Would you restate all the data that follows, word for word?

→ **Stored records**
:::::

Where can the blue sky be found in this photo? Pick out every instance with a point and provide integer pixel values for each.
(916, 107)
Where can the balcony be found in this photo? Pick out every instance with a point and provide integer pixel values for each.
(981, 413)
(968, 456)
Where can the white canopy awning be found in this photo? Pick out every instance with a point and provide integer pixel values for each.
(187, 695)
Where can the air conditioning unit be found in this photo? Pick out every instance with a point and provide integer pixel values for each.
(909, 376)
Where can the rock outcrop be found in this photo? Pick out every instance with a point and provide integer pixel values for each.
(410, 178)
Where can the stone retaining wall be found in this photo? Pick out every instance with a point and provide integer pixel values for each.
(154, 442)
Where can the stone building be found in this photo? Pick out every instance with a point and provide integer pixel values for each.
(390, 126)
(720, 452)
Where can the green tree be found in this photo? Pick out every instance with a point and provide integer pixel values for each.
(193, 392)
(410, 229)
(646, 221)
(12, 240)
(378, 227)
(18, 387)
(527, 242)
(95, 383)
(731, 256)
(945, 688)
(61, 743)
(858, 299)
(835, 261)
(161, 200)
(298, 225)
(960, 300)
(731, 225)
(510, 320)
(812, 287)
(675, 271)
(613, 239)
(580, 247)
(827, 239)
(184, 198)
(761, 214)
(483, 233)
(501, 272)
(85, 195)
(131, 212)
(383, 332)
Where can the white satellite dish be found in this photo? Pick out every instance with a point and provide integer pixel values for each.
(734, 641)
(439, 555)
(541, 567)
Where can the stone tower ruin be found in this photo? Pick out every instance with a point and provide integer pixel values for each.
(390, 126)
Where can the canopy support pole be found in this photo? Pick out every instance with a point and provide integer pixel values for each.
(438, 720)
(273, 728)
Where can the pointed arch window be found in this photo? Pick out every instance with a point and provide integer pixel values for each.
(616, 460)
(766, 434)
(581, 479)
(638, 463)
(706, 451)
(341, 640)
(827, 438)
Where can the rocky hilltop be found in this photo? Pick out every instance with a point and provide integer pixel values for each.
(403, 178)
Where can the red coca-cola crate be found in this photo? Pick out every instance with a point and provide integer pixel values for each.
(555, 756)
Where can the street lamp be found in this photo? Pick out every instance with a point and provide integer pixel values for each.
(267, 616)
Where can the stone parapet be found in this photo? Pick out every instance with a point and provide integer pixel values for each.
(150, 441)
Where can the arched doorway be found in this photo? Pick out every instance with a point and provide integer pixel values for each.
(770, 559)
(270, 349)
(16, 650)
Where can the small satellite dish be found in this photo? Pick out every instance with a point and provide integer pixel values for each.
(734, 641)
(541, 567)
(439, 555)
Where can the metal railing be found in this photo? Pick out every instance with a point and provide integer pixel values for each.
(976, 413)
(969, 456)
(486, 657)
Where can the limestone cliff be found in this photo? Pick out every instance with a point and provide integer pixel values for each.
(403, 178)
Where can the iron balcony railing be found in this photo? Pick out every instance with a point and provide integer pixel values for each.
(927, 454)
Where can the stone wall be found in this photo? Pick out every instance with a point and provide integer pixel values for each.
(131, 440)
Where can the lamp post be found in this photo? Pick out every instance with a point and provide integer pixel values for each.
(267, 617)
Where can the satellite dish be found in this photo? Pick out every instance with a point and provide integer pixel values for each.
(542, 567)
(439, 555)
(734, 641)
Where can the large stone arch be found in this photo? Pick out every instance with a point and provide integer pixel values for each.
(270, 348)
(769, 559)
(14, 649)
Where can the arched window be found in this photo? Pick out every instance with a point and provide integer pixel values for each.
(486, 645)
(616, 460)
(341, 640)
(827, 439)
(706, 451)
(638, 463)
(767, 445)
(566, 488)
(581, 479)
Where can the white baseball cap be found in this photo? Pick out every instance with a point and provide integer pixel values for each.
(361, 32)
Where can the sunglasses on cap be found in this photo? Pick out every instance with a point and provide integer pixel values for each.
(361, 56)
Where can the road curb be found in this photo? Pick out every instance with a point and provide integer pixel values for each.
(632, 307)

:::::

→ **The output**
Where can the blue sky be found in this photo? Pick out every instance with a point and provide integer pixel values for each.
(916, 107)
Where can the balcony be found in this photo? Pick out every instance with a point and provide integer pixel values for each.
(981, 413)
(968, 456)
Where can the white canopy awning be found in this photo? Pick out every instance with a point and provide integer pixel values for each.
(187, 695)
Where can the air conditioning unit be found in this photo? Pick out every instance with a point and provide integer pixel values for each.
(909, 376)
Where can the rock outcrop be found in this photo? Pick out every instance with a point and provide integer pixel values for each.
(410, 178)
Where can the stone retaining wall be found in this photo? Pick out every instance with a point and provide integer pixel values for each.
(154, 442)
Where can the stone building be found in this photo? Pick out every instance with a point and provide integer pixel values for each.
(390, 126)
(720, 452)
Where can the green tree be found in this photo? Pick out every instance with a point and provide integer pixel values for each.
(193, 392)
(410, 229)
(646, 221)
(12, 240)
(378, 227)
(18, 387)
(527, 242)
(95, 383)
(731, 256)
(945, 688)
(61, 743)
(858, 299)
(835, 261)
(161, 200)
(298, 225)
(960, 300)
(731, 225)
(510, 320)
(812, 287)
(675, 271)
(613, 239)
(580, 247)
(827, 239)
(184, 198)
(761, 214)
(483, 233)
(501, 272)
(85, 195)
(131, 212)
(383, 332)
Where can the white satellite dish be found in this photo? Pick out every instance with a point and provide integer pixel values for each.
(734, 641)
(439, 555)
(541, 567)
Where can the stone tower ruin be found in this photo? Pick out every instance with a point and provide integer pixel values for each.
(390, 126)
Where can the canopy support pole be found in this photo? Pick out every instance with a point and provide integer pixel values for each.
(438, 720)
(273, 728)
Where can the pointed arch window be found in this photo? Pick out every instance with a point and provide integer pixel values for each.
(616, 460)
(766, 434)
(581, 479)
(638, 463)
(706, 451)
(341, 640)
(827, 438)
Where can the rocky hilltop be found in this photo? Pick out every instance with a point and provide integer pixel values for each.
(403, 178)
Where can the red coca-cola crate be found in this photo? Pick out every instance with a point and provide integer pixel values for each.
(555, 756)
Where can the street lamp be found in this photo? Pick out every instance with a point and provide integer pixel values for each.
(267, 616)
Where can the stone parapet be found in this photo? Pick out every instance with a point and provide integer pixel values for each.
(150, 441)
Where can the arched doorway be found in this photo? Pick out every instance with a point and provide integer pixel values for each.
(770, 559)
(270, 349)
(16, 650)
Where can the small satellite dish be found in this photo? Pick out every instance with a point and provide integer pixel values for each.
(734, 641)
(541, 567)
(439, 555)
Where can the metal railing be found in this photo? Pick out every instance with a point and provide integer pixel values for each.
(976, 413)
(969, 456)
(486, 657)
Where can the limestone cliff be found in this photo? Pick out every instance with a point and provide integer pixel values for each.
(403, 178)
Where can the iron balcony railing be found in this photo? Pick out every instance with a point and provide integer pixel values for each.
(927, 454)
Where can the stone wall be found in this photo? Pick out every instance with a point and provide integer pixel values for each.
(131, 440)
Where can the lamp post be found in this photo? Pick out every instance with a point and provide integer pixel values for each.
(267, 617)
Where can the satellite dish be found in this photo? Pick out every instance with a point and provide integer pixel values for each.
(542, 567)
(439, 555)
(734, 641)
Where can the large stone arch be found in this photo? Pick out every instance with a point and provide integer pixel values for each.
(270, 348)
(769, 559)
(14, 649)
Where can the arched window be found in this photo? Pick out every instance with a point and provide integer pixel values for each.
(486, 645)
(616, 460)
(341, 640)
(827, 439)
(706, 451)
(638, 463)
(767, 445)
(566, 488)
(581, 479)
Where can the white baseball cap be found in this photo? Pick out every instance with a point and provide integer pixel values for each.
(361, 32)
Where can the sunglasses on cap be found in this photo? Pick out every instance with a point and provide integer pixel values for each.
(361, 56)
Where can the road curb be found in this photo? Pick out every instance with a point and provide integer pixel values for each.
(632, 307)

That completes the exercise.